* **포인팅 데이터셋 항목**
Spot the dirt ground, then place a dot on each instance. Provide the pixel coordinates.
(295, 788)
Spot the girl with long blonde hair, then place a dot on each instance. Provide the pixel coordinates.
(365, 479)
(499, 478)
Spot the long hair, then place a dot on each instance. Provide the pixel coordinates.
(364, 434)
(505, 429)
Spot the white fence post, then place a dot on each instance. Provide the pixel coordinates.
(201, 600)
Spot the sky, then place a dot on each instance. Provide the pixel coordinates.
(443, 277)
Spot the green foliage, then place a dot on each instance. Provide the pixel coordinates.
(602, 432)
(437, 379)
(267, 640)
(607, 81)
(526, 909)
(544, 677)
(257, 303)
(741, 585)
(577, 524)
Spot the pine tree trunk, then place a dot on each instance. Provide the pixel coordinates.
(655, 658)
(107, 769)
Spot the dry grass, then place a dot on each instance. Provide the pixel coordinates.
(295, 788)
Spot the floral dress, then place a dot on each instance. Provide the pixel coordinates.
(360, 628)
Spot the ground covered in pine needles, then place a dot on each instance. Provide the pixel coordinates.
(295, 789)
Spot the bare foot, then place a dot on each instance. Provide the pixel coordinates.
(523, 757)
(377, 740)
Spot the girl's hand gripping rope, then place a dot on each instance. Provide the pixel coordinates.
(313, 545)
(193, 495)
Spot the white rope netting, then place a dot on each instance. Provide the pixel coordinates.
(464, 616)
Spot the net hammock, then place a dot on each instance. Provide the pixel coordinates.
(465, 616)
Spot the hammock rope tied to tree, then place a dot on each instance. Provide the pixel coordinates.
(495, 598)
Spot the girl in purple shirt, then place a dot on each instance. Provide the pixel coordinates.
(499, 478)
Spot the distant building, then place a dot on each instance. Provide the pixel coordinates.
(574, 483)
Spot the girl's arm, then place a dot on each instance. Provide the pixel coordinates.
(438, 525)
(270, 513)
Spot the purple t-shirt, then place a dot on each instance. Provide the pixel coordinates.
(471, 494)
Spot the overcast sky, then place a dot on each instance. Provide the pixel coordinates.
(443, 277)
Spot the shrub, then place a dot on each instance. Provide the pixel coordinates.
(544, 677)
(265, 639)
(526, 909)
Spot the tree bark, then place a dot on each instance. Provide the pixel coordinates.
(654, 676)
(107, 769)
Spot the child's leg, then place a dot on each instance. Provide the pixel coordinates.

* **주어진 지시**
위 데이터의 모든 줄을 다시 쓰되, "Spot"를 "Locate"로 대체하고 나머지는 그대로 두세요.

* **응답**
Locate the dirt ground, then place a dot on each instance. Provide the pixel coordinates.
(295, 788)
Locate the girl with long blonde hair, then place a dot on each instance. Provide the pixel coordinates.
(365, 479)
(499, 478)
Locate the long hair, then place a dot on each instance. Provide the pixel coordinates.
(364, 434)
(505, 429)
Locate the white fence post, then place a dot on each instance. Provide the pixel coordinates.
(201, 600)
Locate the sky, then place a dot on each instance. Provide the pixel coordinates.
(443, 277)
Locate the green foliage, then place a dot on each instance. Provide the pixel coordinates.
(602, 432)
(437, 379)
(267, 640)
(607, 81)
(526, 909)
(544, 677)
(257, 303)
(741, 585)
(577, 524)
Locate the pine tree trunk, then place a dot on each instance. Provide the pixel coordinates.
(655, 658)
(107, 769)
Locate the dry grass, then place a dot on each instance. Provide the pixel coordinates.
(295, 788)
Locate the floral dress, then place a dot on each instance. Provide the pixel coordinates.
(360, 628)
Locate the ground covered in pine needles, then place a dot on each instance. Provide the pixel coordinates.
(295, 789)
Locate the bare foot, then place a dot on each instance. Provide the pixel coordinates.
(523, 757)
(377, 740)
Locate the girl's hand gripping rope, then place a dot on each instance. Provide the pixel coordinates.
(313, 545)
(193, 495)
Locate the white rope netting, then place a dot on each instance. Provide the pixel coordinates.
(464, 616)
Locate the net hammock, then place a dot on each instance. Provide the pixel coordinates.
(465, 616)
Locate the hammock rope tied to tree, then place a dot on each instance. Provide the pixel coordinates.
(495, 598)
Locate the girl in purple shirt, then place a dot on each instance. Provide the pixel coordinates.
(499, 478)
Locate the distant building, then place a dot on each instance. Provide the pixel coordinates.
(574, 483)
Locate the girl's arm, then place a dot on each instance. Provide the pixel coordinates.
(438, 525)
(270, 513)
Locate the purple t-shirt, then place a dot on each instance. Provide the pixel coordinates.
(471, 494)
Locate the overcast sky, then place a dot on each instance. Provide the pixel coordinates.
(443, 277)
Locate the shrub, then place a dot on each instance. Provide the pixel coordinates.
(544, 677)
(265, 639)
(526, 909)
Locate the tree bark, then place a dot on each instance. Provide the pixel coordinates.
(654, 676)
(107, 769)
Locate the child's leg, then place a dot on each instance. Provide the pixel coordinates.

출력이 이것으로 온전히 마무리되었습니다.